Recorded data
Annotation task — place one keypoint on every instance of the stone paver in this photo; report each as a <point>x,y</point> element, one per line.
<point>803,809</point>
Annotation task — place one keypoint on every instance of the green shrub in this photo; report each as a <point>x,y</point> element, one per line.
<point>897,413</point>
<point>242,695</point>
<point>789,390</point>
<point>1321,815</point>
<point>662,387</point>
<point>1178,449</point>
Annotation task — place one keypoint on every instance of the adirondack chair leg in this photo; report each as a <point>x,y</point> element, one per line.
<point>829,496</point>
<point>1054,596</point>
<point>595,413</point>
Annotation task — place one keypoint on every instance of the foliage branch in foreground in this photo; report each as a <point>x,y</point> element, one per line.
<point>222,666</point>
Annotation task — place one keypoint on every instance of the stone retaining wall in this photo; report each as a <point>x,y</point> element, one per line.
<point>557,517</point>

### Exercise aim
The answer should be nothing more than the lines from the one with "of the adirondack" through the end of the entries, restated word for word.

### Output for this exercise
Annotation task — place one keypoint on every instance of the adirondack chair leg in this photo; report each as a <point>x,y</point> element, one per line.
<point>829,496</point>
<point>1054,596</point>
<point>595,413</point>
Annotation task — place one keypoint on every instance of the foliage branch in foreground in this photo; report each as a <point>x,y</point> element, one per line.
<point>222,666</point>
Annotation task — place one keypoint on every instance of the stone retaining wall in this photo; report each as a <point>x,y</point> element, one per line.
<point>557,517</point>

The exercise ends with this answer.